DIRECTIONS: Display every line of the material below that contains the word "photo", copying each such line in full.

RECORDS TO PROCESS:
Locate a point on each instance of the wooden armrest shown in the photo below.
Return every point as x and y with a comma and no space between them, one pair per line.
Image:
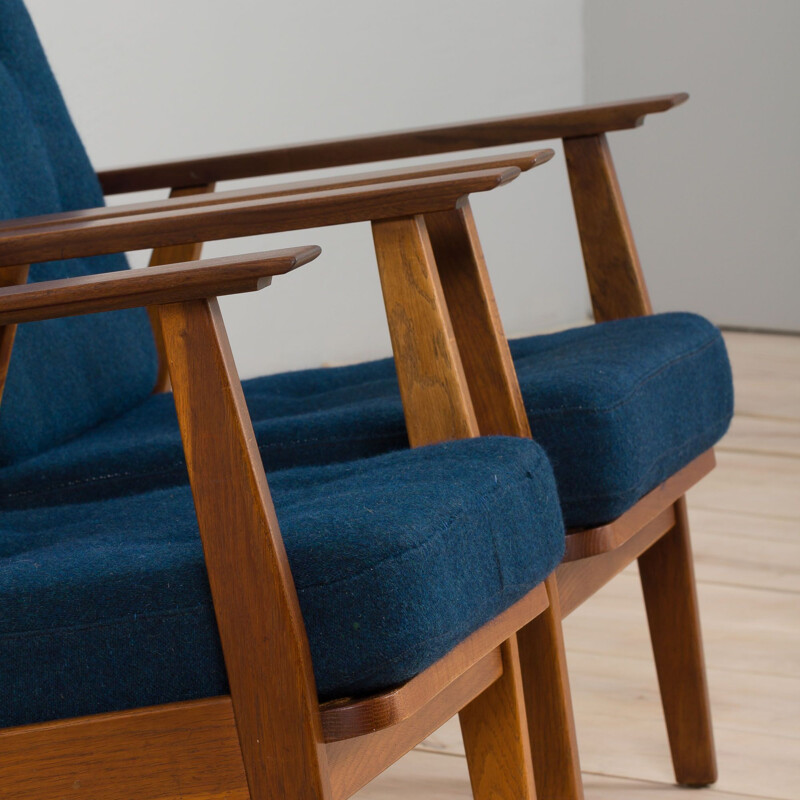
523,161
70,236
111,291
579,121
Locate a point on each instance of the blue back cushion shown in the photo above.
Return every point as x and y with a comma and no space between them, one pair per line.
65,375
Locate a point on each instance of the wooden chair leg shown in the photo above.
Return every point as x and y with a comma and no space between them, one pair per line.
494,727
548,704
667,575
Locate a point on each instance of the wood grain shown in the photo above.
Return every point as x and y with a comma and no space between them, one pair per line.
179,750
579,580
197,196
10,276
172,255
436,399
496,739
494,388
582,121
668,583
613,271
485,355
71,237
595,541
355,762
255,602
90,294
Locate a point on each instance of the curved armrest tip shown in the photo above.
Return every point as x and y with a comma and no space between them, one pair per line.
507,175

---

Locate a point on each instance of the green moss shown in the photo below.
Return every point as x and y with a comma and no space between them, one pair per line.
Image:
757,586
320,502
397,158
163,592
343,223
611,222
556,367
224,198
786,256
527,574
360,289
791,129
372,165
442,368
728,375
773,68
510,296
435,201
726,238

EXERCISE RESPONSE:
Locate a point on each instance of the wooden armrest shown in the photo below.
Locate a point on each instance of the blue back cushion shown in the photo above.
Locate a point on each instance of the wooden chair leg shown in the photo above.
Locate a point on each instance of the wood grain shown in the photo above.
Locate a point on each instance of the curved armrest tip shown in the photo above.
Locate a point on each instance of the green moss shown in the photo below.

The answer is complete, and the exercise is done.